TASKS FOR THIS EXERCISE:
- 1) In the racing article, how long is the track's racing line?
- 2) Repeat the racing article word for word, starting with "The only other" and going on through "the hometown crowd.".
- 3) Extend the article about the Kuala Lumpur world racing event by writing what comes after its final sentence.

PROVIDED PASSAGE:
========================

By Aaron Waldron
The track stands at 180 x 200 feet with a racing line of 360 meters, with many large-radius corners that are perfect for large-scale racing. The track gently slopes upward from pit lane to the back straightaway for better visibility. Track records for both classes were set in qualifying for the event, as Mathew Kellet recorded a 20.988 in Large Scale while Meen Vejrak turned an 18.677 in GT.
Since it was the first time the Large Scale Worlds had been broadcasted live, we asked someone for an inside look at one of the big behemoth touring cars - and Australian team manager Trent Aquilina showed off his RS5 for us.
Former 200mm nitro touring car world champion Meen Vejrak, one of several pro racers who traveled to Kuala Lumpur for the first-ever GT World Cup, set the fastest qualifying time despite having less than a week of practice with the Mugen Seiki MGT7 — and it wasn't even close. The provisional class used the added times of each driver's three-best rounds of the nine that were run, and Vejrak secured a direct transfer spot to the final with a total that was over two laps ahead of the rest of the field.
The only other driver who went straight into the main event was 15-year-old Lim Kai Liang, or "KL Lim," who was competing in front of the hometown crowd.
Unfortunately, the turnout for the Large Scale class was sparse, with none of the European stars making the trip to compete. The race for the overal Top Qualifying honors came down to Australian buddies Matthew Kellett and Russell Grenenger. On the final day of qualifying (over which twelve rounds were completed) Kellett set the fastest time of the event by more than ten seconds over Grenenger, and more than a lap faster than anyone else. Unsurprisingly, both Kellett and Grenenger won their semifinals to transfer to the main event.

========================

DATASET EXCERPTS:
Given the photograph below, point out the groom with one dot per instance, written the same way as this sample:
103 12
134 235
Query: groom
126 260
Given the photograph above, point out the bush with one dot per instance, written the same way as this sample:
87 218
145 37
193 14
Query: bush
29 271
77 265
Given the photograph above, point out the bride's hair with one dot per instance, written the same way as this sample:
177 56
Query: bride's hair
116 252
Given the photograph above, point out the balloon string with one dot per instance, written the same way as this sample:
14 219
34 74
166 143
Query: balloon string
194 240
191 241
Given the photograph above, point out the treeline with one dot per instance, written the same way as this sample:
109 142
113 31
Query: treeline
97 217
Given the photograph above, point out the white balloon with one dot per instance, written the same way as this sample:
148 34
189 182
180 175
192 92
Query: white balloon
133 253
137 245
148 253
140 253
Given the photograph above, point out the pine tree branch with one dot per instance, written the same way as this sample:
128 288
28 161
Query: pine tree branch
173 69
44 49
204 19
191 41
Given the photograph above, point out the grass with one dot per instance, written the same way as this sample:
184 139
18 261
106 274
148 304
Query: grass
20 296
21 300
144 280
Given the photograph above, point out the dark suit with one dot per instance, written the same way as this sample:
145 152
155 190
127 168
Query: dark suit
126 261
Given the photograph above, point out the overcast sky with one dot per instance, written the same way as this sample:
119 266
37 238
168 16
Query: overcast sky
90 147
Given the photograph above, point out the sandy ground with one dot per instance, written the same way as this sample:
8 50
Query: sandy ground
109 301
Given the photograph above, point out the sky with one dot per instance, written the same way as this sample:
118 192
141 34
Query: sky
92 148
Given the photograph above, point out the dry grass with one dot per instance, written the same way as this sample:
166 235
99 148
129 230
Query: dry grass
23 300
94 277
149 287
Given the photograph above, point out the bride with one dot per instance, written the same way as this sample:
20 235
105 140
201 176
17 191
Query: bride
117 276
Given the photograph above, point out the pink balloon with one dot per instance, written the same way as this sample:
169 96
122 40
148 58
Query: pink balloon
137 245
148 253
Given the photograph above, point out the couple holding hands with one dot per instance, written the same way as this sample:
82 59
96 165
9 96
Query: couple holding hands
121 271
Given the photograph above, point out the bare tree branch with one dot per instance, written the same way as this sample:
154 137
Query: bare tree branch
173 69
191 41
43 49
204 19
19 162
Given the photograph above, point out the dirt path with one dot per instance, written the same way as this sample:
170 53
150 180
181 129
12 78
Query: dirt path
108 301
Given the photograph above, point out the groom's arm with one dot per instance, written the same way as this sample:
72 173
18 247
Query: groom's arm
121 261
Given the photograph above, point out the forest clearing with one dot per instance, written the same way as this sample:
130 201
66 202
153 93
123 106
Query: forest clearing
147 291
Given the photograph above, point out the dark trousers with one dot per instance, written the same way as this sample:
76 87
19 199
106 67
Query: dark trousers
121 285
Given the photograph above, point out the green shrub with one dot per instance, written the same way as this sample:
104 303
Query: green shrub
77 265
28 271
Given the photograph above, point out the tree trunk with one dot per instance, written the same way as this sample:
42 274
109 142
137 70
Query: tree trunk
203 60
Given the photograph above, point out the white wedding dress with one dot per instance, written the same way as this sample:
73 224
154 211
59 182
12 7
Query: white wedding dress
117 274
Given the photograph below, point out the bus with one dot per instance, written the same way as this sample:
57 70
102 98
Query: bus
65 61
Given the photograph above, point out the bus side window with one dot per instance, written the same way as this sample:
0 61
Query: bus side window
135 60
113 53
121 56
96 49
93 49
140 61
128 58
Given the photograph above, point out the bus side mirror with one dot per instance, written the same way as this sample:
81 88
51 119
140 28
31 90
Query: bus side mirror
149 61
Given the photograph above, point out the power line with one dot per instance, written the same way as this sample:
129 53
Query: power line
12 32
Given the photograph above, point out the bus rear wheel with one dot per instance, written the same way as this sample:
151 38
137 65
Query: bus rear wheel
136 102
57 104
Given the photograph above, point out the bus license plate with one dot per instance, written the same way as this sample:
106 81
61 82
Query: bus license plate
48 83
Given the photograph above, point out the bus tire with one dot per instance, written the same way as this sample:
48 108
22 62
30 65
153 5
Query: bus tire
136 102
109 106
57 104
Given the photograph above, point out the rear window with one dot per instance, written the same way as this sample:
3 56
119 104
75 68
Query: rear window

========================

ANSWERS FOR THIS EXERCISE:
- 1) 360 meters

- 2)
The only other driver who went straight into the main event was 15-year-old Lim Kai Liang, or "KL Lim," who was competing in front of the hometown crowd.

- 3)
Before the start of the 60-minute Open GT final, Vejrak’s clutch failed in warm-up. He was able to make repairs to his car during a ten-minute grace period, but had to start from the back of the grid. Former ISTC world champion Surikarn Chaidajsuriya took advantage of the opportunity to race to the lead and pulled out quite a gap. However, Chaidajsuriya collided with a slower vehicle shortly after the halfway point, and his vehicle suffered a ruptured fuel tank.
Chaidajsuriya spent the rest of the main event trying to keep fuel in the tank, and his engine running, which opened the door for Liang to take over the lead with 20 minutes remaining while Vejrak raced his way through the field — an adventure made more difficult as he suffered a flameout of his own. Liang proved his pace during qualifying was no fluke, and once out front was able to run with with little pressure. He crossed the finish line for the championship more than 11 seconds ahead of Thai driver Paphon Chanyasak, with Vejrak over four seconds further back in third. The spectators and track crew erupted in excitement when Liang crossed the finish line.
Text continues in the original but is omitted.